● **WHAT THE TASK REQUIRES**: When you reach the line in the data below that contains "Target: white shirt", please start repeating lines exactly, and stop after the line that contains "Find the grey jacket", repeating nothing else.

● **DATA EXTRACTS**:
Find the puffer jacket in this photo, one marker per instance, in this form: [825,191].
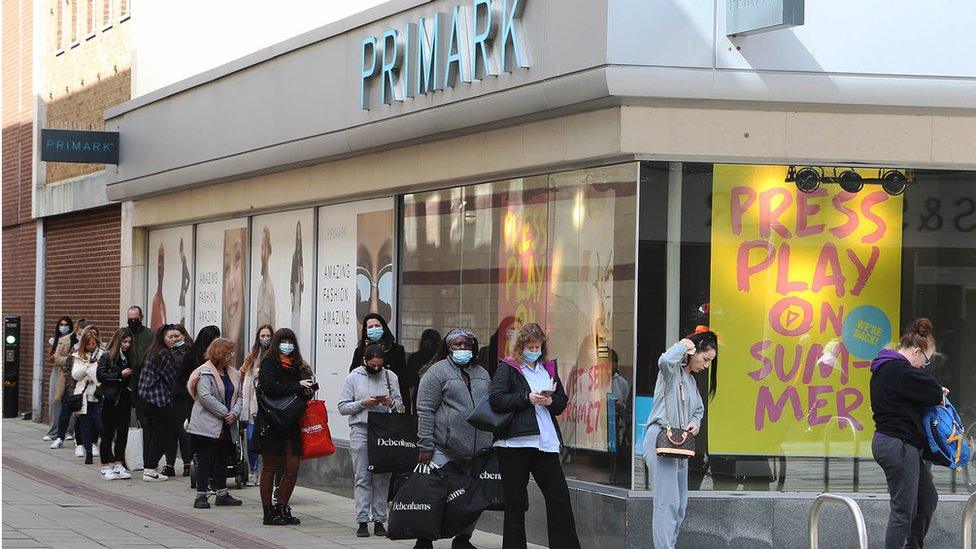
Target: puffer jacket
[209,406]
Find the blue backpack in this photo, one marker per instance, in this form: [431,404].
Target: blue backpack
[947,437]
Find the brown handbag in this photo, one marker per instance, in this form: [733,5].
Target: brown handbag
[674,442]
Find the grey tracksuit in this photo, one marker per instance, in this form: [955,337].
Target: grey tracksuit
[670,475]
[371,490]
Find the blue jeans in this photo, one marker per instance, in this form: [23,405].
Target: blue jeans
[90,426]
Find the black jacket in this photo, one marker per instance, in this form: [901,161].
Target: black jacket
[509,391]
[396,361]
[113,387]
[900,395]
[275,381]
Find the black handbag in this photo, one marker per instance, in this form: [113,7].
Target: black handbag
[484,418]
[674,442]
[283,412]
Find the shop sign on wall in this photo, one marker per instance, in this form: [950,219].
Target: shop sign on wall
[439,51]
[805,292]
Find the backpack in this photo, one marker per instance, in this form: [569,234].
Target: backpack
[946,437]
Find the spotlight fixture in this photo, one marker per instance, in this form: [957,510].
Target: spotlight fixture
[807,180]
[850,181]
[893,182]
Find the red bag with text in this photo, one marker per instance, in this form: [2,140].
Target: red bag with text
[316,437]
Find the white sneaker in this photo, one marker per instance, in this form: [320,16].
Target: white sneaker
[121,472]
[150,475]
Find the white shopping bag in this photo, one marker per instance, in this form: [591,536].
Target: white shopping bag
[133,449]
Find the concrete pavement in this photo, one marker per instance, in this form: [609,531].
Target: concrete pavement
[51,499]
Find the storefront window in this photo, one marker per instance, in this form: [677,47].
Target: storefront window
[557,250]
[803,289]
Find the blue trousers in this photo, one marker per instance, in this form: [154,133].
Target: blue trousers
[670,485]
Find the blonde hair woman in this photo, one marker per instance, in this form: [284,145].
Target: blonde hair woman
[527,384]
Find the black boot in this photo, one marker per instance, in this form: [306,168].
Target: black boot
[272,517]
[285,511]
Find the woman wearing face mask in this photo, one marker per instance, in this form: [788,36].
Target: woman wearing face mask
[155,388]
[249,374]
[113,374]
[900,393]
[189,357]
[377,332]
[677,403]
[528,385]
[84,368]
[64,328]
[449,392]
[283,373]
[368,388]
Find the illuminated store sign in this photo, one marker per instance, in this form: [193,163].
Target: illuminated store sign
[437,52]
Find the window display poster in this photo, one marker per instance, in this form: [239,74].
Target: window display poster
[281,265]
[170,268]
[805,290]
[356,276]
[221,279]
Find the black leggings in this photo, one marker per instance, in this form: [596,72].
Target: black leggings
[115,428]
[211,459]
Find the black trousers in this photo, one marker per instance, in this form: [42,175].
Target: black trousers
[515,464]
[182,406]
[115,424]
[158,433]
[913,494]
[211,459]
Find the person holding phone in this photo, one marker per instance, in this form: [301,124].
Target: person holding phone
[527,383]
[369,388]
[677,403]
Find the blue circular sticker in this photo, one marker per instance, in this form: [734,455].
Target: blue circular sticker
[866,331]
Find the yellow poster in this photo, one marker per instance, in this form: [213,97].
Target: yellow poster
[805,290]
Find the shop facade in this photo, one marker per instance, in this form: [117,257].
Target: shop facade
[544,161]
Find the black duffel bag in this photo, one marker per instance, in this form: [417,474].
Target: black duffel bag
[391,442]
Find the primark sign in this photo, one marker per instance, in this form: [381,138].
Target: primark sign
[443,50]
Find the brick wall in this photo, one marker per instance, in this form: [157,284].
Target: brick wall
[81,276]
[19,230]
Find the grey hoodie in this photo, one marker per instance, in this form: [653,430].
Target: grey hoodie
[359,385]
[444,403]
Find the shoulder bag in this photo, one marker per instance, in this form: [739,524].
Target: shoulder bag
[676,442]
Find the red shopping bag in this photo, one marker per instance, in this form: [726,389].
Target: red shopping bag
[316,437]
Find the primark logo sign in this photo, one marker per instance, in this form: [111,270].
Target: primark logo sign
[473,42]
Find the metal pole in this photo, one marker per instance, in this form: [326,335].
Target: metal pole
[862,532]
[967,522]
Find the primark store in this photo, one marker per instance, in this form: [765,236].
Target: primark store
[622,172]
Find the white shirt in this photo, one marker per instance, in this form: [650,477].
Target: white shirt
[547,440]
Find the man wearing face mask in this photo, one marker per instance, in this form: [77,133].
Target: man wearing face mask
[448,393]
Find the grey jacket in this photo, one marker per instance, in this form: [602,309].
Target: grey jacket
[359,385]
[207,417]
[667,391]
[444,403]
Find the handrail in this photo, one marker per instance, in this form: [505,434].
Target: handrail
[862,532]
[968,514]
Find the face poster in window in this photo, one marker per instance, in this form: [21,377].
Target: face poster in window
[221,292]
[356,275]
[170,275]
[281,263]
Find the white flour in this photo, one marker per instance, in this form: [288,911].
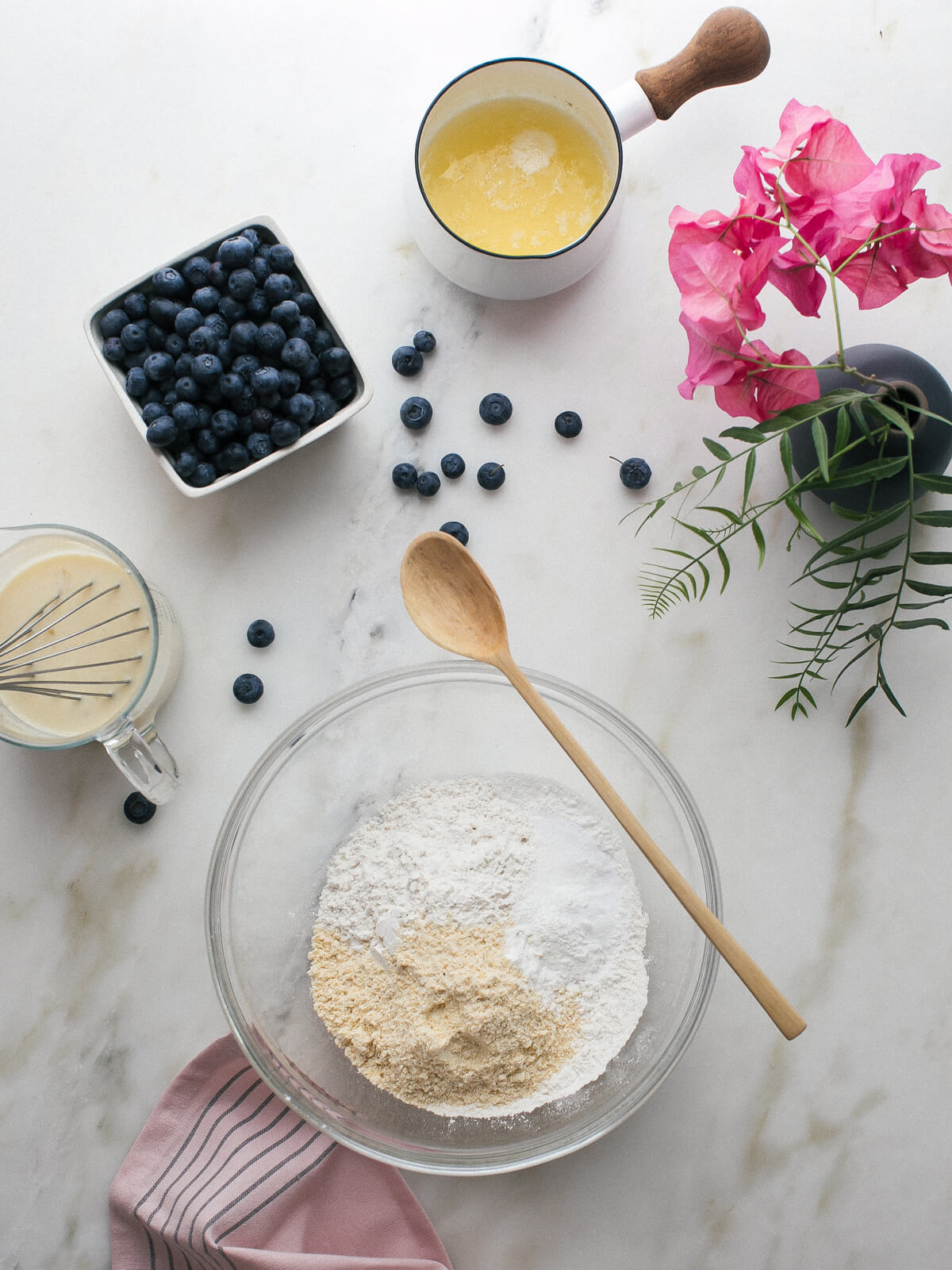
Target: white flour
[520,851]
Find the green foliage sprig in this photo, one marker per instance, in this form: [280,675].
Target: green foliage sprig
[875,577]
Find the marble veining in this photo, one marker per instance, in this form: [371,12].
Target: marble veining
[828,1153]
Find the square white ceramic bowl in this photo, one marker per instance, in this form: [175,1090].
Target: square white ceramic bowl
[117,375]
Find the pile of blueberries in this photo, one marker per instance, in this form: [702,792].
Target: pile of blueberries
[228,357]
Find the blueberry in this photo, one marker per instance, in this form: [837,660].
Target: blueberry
...
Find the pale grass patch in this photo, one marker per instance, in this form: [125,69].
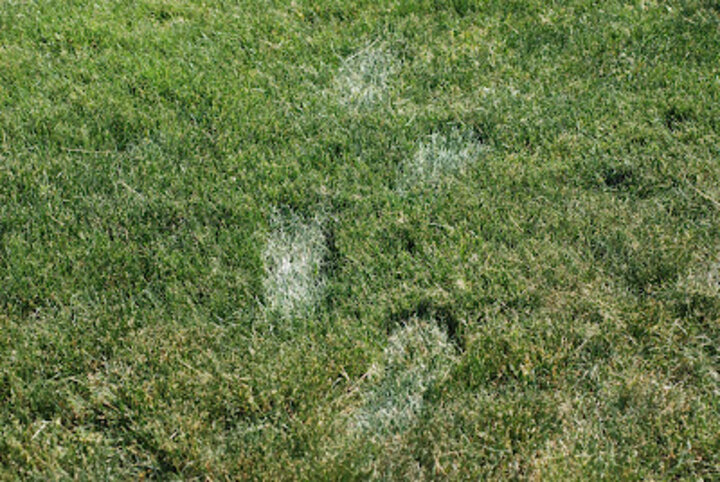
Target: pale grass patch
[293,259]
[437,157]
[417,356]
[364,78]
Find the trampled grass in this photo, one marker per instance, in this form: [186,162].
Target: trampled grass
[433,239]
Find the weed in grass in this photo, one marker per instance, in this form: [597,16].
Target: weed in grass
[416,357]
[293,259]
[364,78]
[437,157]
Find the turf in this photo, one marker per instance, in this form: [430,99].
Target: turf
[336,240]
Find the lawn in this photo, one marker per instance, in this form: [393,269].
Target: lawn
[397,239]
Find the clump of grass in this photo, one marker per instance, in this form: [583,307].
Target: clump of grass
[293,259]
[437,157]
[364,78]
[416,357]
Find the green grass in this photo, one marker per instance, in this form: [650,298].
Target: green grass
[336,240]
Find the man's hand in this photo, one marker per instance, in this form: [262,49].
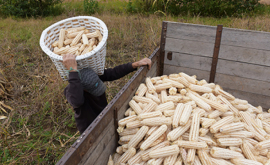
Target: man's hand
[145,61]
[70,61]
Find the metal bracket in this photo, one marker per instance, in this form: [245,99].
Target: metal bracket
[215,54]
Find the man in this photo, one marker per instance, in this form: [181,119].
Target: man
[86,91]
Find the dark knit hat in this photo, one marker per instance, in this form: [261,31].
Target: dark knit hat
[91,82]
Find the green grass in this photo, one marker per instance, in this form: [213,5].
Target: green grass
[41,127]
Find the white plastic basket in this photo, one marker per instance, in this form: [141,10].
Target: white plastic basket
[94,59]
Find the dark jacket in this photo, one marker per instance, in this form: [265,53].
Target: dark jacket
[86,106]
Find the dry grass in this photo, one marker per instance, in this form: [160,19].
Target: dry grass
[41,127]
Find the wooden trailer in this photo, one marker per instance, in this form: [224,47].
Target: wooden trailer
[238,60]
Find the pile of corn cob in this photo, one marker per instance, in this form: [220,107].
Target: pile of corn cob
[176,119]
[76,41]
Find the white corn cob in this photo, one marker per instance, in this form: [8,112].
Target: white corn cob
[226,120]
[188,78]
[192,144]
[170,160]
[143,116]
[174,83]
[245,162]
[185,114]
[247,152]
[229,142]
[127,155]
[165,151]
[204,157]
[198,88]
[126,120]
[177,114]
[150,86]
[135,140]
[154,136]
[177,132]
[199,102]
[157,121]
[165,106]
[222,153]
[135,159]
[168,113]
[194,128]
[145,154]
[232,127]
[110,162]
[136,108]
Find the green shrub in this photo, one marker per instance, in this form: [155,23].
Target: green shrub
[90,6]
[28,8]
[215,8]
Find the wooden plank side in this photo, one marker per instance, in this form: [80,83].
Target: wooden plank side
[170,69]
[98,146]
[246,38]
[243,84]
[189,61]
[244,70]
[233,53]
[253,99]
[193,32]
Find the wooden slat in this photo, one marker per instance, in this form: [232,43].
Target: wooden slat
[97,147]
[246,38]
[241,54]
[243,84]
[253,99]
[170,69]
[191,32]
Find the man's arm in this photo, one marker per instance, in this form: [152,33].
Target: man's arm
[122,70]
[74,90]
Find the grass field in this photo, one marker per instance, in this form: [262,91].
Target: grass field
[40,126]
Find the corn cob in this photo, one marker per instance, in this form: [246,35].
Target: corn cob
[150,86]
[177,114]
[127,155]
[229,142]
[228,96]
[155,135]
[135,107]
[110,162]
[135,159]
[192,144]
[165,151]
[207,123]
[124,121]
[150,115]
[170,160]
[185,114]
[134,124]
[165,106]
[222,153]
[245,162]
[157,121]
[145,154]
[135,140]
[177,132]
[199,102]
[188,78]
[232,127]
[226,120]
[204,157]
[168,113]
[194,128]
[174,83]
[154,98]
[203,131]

● **SOLUTION TO THE EXERCISE**:
Target: white shirt
[547,440]
Find the man wearing face mask in this photo, one marker per instance, in this form: [77,133].
Target: man wearing face mask
[448,393]
Find the grey jacket in this photo, one marker per instance, in this form: [602,309].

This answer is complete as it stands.